TEXT SEGMENT:
Legacy Writing 365:10

Tom and I have done a lot of traveling by car, and he’d tell you that wherever we go–or any time I come home from a solo trip–at some point, I’ll say, “I could live there.” I’m always delighted by something in every city, state, or small town I visit. It may be the people who charm me, the landscape that dazzles me, or the climate that tricks me (because unless you visit a place frequently, the vagaries of its weather are a mystery). Only one time did a particularly unpleasant incident put me off a state (which I won’t name, because you can’t condemn an entire state based on the behavior of one wanker, right?). And I know Manhattan would eat me alive, so it’s better left as a place I love to visit. All in all, though, I’ve found that most places have something good to offer so I try not to judge them, particularly if I’ve never visited there. That would be like hating a book I haven’t read or a movie I haven’t seen or a musical artist I’ve never heard, and who does that?

Hmmm. Let’s shelve that question.

Anyway, as soon as I read that The Advocate magazine had named Salt Lake City the gayest city in America, I knew there’d be hue and cry. I won’t debate the merits of the judging criteria or what “gayest” can really mean. There’ll never be a more diverse and outspoken group than those individuals who get grouped in the LGBTQIA acronym; I’m pretty sure my voice won’t be needed on this one.

All I’m going to say is that these photos, taken at Salt Lake City’s Gay Pride parade in 2001, tell a wonderful story of my mother and the community who welcomed one “straight old lady named Dorothy” with love, and shared with her many, many times of laughter and a few tears. I can’t give a photo credit, because I don’t know who took the photos. My copies are not high quality because no telling how many emails and computers they went through before they made it to me.


Dorothy has been spotted along the parade route.


She gets swept off her feet.


She’s been put on the float.


If only she weren’t so shy…


That year, then-SLC Mayor Ross C. “Rocky” Anderson was the parade’s Grand Marshal. No surprise that she’d find and be photographed with the local politico–or that she’d be wearing her Alabama Crimson Tide shirt.

To that bigoted person with whom I once worked who admonished me for my passionate belief in legal and civil equality for EVERYONE by saying, “I know how you were raised. What would your parents say about this,” I answer:

My parents would say I’m the daughter they taught me to be, and they’re proud of me for speaking out about my beliefs on fairness and justice. And also, they think I should laugh more.

Legacy Writing 365:9

I think anyone who follows college football in the US will indulge me with a celebratory moment. My alma mater won the National Championship game tonight. Roll Tide!

I was just looking for a reason to use this photo I found of Denny Chimes in my mother’s photos. I assume one of my parents took it when they were living in Tuscaloosa while my father attended the University of Alabama after they married. I had several colleges/universities to select from when I left high school, but my choice was probably made the first time I listened to my parents talk about their times there. I drank the red Kool-Aid! My brother (Auburn University) and sister (University of Kentucky) did not.

There’s no city on the planet that’s home to me like Tuscaloosa. No place I feel as comfortable as the Quad on the UA campus, where I spent many hours walking, lounging, partying, reading, biking, people-watching, tossing a Frisbee or football with friends, and maybe even a little studying. Denny Chimes is on the Quad, but its music reaches the farthest corners of campus and beyond. Visitors can walk the sidewalks around its base and see the handprints and footprints of all the football team captains since 1948. My very first time there, I put my hands inside the prints of quarterback great Joe Namath.

RECORD EXTRACTS:
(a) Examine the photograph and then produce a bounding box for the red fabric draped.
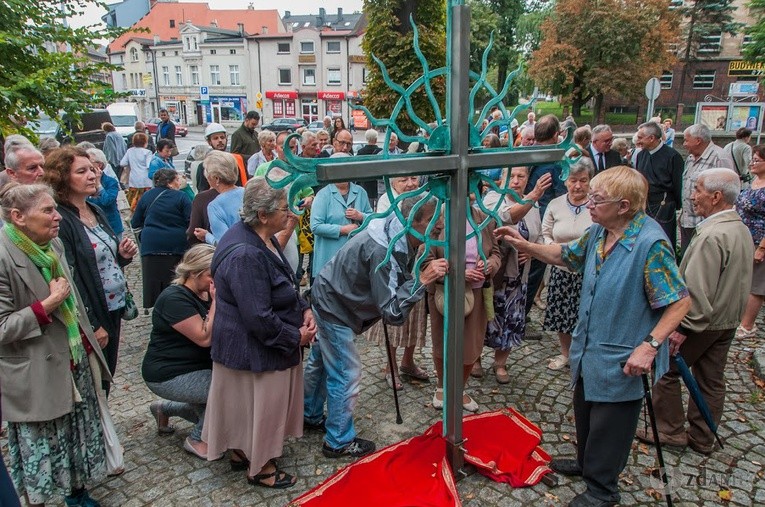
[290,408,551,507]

* * *

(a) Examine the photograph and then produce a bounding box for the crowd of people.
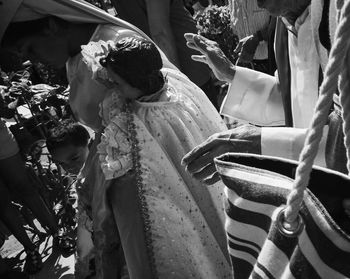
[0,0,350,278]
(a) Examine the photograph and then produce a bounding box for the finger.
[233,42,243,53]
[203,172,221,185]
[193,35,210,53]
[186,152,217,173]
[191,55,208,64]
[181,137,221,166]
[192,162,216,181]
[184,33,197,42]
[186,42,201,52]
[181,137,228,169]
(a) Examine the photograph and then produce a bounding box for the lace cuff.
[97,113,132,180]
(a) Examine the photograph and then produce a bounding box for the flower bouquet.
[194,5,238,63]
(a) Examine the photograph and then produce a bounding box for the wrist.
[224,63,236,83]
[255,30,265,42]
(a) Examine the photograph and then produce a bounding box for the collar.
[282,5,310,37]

STATED TASK 1:
Answer these questions from the Legacy Writing text, each on its own line:
(a) Which magazine named Salt Lake City the gayest city in America?
(b) In what year were the parade photos of Dorothy taken?
(c) Whose handprints did the writer put their hands into at Denny Chimes?
STATED TASK 2:
Turn the paragraph of the Legacy Writing text that begins "There's no city on the planet" into a short bulleted list that keeps its main facts.

EXERCISE OUTPUT 1:
(a) The Advocate
(b) 2001
(c) Quarterback Joe Namath's

EXERCISE OUTPUT 2:
- Tuscaloosa feels more like home to the writer than any other city.
- The writer feels most comfortable on the Quad of the UA campus, where they spent many hours walking, lounging, partying, reading, biking, people-watching, tossing a Frisbee or football with friends, and perhaps studying a little.
- Denny Chimes stands on the Quad, and its music carries to the farthest corners of campus and beyond.
- The sidewalks around its base hold the handprints and footprints of every football team captain since 1948.
- On the writer's first visit, they put their hands inside Joe Namath's prints.